*** SELECTION ***

Court composed of SYLVIA R. COOKS, MICHAEL G. SULLIVAN, and BILLY HOWARD EZELL, Judges.

EZELL, Judge.

This case, which has been before this court on numerous occasions, arises out of the termination of the Copeland's of New Orleans (CNO) franchises in Lafayette, Louisiana, and Orlando, Florida. The issues of detrimental reliance and conversion against CNO, Al Copeland, and William Copeland were tried to a jury on December 4, 2006 to December 12, 2006. At the time of trial, the only remaining *311 plaintiffs in the suit were BCM, LLC and Nawlins Kajun Foods, LLC. These entities were the franchisees. The jury rejected their claims for detrimental reliance but found that CNO had converted the property of both BCM and Nawlins. It made an award of $123,189 to BCM and $119,830 to Nawlins on the conversion claims. The jury's decision on both issues is appealed by the parties.

FACTS

The underlying facts of this case were previously before this court in Glod v. Baker, 02-988 (La.App. 3 Cir. 8/6/03), 851 So. 2d 1255, writ denied, 03-2482 (La.11/26/03), 860 So. 2d 1135. The facts are undisputed by the parties and are restated below:

In 1994, Alvin C. Copeland, William A. Copeland, and Copeland's of New Orleans, Inc. (the Copelands) entered into a written franchise agreement with W. Gregory Baker (Baker), of Rapides Parish, to open a Copeland's restaurant in Lafayette. Baker initially assigned the franchise to BCM, Inc., a corporation in which he and Vikki Lynn Baiers (Baiers) were the sole stockholders. This assignment had written CNO approval, a requirement under the franchise agreement. Baker and Baiers then hired an accountant, Ed Larry Sikes, and an attorney, Chris A. Verret, both of Lafayette Parish, to work with the franchise. In November 1994, on the advice of their accountant and their attorney, Baker and Baiers created a Louisiana limited liability company, BCM, into which the franchise was transferred. This transfer also had the written approval of CNO.
To get the Lafayette restaurant up and running, BCM needed investors. Baker approached Louis Viviano, of St. Landry Parish, who bought a 30% interest in BCM for $200,000. Viviano then transferred that interest to a wholly owned corporation, LAF Foods, Inc. (LAF), which he had created for the purpose of holding that franchise interest. Baker also obtained from Dr. Walter A. Glod, M.D., of Lafayette Parish, an investment of $100,000 in exchange for a 15% interest. At this point, the ownership of the limited liability company, BCM, was 30% in LAF Foods, Inc., 27.5% in Baker, 27.5% in Baiers, and 15% in Glod. The Copeland's restaurant in Lafayette was built and it opened for business in September 1995.

***

▸ GOAL 1
Please write out the part of the opinion that begins at the words "To get the Lafayette" and stops after "in September 1995.", word for word.
▸ GOAL 2
According to the opinion, how much did Louis Viviano pay for his interest in BCM?

*** INFORMATION PROVIDED ***

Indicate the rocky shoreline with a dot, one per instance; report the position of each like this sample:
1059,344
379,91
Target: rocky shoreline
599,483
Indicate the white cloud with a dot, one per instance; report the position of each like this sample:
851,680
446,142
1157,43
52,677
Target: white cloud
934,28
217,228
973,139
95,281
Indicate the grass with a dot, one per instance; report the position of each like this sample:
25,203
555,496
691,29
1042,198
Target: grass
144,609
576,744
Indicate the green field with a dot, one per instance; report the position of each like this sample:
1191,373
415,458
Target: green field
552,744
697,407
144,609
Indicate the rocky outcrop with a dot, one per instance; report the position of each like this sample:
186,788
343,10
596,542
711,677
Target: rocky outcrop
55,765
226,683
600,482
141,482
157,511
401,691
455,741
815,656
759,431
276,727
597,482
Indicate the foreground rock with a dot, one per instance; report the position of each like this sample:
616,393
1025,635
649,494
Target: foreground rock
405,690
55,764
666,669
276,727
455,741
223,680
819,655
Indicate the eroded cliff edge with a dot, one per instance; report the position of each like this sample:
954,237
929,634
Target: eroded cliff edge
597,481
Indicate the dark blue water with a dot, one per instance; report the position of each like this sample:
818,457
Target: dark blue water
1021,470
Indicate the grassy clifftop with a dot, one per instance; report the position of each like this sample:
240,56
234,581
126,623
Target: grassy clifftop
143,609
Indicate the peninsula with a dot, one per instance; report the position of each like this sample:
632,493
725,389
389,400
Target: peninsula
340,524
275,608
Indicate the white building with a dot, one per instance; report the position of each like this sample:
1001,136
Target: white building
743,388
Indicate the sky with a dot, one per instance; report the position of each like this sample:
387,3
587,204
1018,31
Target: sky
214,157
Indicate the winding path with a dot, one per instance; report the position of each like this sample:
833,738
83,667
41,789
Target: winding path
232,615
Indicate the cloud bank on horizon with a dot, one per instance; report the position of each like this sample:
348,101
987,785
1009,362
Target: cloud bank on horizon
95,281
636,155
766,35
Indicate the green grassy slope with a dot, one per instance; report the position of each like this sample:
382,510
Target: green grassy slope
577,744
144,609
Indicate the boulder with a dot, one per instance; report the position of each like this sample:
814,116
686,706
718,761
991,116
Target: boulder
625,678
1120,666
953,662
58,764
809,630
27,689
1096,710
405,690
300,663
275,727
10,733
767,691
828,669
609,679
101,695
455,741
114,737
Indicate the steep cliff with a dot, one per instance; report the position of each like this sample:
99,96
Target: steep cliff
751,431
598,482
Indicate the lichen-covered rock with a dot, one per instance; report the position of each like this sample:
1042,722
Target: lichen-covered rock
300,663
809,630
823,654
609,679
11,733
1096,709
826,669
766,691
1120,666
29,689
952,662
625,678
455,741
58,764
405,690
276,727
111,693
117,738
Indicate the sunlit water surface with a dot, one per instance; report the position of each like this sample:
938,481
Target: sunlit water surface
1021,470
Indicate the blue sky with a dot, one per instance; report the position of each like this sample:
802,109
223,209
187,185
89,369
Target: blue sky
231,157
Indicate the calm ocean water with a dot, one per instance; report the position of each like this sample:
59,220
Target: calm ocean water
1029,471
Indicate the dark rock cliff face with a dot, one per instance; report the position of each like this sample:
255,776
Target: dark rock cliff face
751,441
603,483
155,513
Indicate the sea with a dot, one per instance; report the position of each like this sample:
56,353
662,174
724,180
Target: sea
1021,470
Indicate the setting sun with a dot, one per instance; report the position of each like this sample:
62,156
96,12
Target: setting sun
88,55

***

▸ FULL OUTPUT 1
To get the Lafayette restaurant up and running, BCM needed investors. Baker approached Louis Viviano, of St. Landry Parish, who bought a 30% interest in BCM for $200,000. Viviano then transferred that interest to a wholly owned corporation, LAF Foods, Inc. (LAF), which he had created for the purpose of holding that franchise interest. Baker also obtained from Dr. Walter A. Glod, M.D., of Lafayette Parish, an investment of $100,000 in exchange for a 15% interest. At this point, the ownership of the limited liability company, BCM, was 30% in LAF Foods, Inc., 27.5% in Baker, 27.5% in Baiers, and 15% in Glod. The Copeland's restaurant in Lafayette was built and it opened for business in September 1995.

▸ FULL OUTPUT 2
$200,000.